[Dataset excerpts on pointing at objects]
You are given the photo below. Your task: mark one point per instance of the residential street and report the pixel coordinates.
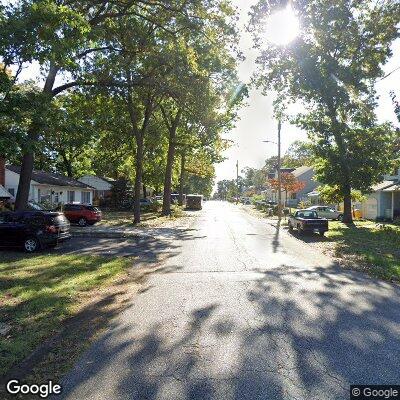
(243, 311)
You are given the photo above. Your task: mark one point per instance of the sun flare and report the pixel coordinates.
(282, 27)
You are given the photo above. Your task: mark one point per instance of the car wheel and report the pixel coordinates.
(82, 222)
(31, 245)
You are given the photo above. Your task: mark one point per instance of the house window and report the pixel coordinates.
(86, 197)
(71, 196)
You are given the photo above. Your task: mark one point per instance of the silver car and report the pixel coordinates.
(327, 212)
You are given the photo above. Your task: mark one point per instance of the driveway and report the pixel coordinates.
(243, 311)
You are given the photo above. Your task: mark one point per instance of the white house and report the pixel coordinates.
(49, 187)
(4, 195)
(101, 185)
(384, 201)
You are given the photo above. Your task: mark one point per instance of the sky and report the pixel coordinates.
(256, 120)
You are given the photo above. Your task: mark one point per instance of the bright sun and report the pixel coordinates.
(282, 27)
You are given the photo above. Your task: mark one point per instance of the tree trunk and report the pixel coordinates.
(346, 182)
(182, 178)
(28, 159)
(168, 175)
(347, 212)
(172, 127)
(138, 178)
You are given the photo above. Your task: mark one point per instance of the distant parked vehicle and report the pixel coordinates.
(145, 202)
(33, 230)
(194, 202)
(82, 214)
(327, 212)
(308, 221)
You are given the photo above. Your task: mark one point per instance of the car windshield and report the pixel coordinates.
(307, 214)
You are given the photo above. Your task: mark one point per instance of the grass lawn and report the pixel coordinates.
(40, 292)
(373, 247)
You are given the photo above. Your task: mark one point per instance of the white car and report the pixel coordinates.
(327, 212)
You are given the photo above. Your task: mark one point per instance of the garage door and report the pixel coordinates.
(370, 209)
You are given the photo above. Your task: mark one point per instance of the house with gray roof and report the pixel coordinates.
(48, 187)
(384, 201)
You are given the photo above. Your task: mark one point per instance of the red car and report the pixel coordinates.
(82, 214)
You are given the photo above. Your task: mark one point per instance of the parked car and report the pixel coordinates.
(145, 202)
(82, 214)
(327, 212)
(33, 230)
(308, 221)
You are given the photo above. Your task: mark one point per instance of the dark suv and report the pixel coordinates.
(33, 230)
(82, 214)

* * *

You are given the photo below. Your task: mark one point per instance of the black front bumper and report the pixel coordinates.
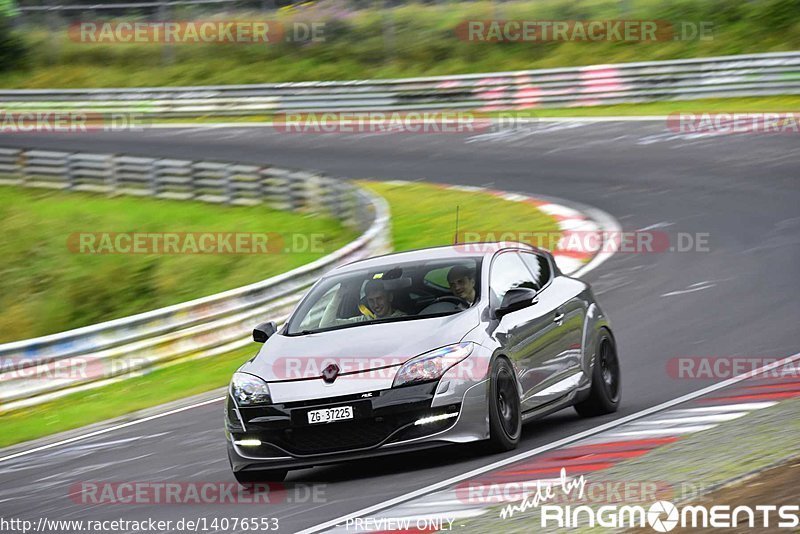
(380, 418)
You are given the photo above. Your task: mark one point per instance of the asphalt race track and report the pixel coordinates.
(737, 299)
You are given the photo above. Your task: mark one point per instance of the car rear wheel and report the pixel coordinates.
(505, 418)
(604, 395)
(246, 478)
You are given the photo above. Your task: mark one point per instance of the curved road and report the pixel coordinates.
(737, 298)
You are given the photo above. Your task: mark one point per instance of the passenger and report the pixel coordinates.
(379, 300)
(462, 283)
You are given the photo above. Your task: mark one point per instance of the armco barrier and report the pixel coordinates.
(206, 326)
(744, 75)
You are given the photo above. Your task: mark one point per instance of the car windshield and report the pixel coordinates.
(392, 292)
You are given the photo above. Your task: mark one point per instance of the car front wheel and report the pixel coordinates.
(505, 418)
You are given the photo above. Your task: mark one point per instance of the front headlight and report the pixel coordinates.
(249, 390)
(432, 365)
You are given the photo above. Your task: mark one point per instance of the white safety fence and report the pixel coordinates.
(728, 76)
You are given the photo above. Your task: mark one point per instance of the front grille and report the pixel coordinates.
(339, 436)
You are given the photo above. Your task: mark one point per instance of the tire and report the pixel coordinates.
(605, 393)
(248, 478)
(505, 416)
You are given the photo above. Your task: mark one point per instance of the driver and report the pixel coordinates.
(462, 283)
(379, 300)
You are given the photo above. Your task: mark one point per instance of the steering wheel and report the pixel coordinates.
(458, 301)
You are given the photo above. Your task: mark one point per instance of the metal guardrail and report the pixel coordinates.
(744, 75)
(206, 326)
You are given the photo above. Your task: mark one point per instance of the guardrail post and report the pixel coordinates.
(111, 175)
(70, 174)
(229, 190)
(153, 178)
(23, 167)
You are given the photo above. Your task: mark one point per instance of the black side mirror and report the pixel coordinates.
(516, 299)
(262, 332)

...

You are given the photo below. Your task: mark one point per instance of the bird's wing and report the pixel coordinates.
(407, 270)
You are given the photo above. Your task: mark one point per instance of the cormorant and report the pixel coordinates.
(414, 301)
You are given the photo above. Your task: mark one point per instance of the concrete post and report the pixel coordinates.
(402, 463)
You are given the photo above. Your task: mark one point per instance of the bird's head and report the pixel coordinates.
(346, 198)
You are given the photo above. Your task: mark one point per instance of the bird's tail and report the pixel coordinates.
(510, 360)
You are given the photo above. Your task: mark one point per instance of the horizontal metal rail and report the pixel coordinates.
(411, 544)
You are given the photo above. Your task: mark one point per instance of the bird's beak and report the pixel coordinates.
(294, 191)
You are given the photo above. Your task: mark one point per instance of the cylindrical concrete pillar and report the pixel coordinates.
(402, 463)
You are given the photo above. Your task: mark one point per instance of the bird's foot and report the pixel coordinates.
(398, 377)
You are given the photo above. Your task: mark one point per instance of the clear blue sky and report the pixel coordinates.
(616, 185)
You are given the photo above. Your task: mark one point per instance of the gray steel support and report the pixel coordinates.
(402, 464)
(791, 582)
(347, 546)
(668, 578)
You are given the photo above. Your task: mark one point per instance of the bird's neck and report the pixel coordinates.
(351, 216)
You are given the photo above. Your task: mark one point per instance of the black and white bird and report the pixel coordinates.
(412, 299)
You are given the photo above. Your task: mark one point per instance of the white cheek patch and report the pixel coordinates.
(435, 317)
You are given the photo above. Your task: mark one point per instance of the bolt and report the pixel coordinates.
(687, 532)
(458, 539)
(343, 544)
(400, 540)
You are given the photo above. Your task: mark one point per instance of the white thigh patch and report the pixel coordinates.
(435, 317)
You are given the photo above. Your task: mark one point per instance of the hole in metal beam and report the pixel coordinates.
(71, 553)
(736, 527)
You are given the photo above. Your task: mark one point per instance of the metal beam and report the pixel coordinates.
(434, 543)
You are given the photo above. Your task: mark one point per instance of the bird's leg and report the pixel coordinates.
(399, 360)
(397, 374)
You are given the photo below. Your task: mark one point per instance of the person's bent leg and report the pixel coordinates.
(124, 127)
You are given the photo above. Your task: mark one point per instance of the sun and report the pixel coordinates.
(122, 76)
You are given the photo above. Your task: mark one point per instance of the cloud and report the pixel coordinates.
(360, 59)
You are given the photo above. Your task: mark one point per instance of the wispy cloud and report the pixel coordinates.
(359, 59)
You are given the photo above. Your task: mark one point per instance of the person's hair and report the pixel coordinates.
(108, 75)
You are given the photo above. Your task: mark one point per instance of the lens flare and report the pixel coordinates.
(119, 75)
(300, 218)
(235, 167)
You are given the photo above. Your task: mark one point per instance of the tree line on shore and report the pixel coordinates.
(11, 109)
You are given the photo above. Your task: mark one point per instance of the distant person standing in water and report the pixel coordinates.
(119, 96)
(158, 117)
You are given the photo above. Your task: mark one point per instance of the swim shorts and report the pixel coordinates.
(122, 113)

● **Direction**
Count the lines above that contain the string "wheel", with case counting, and give only the number.

● **Complete output**
4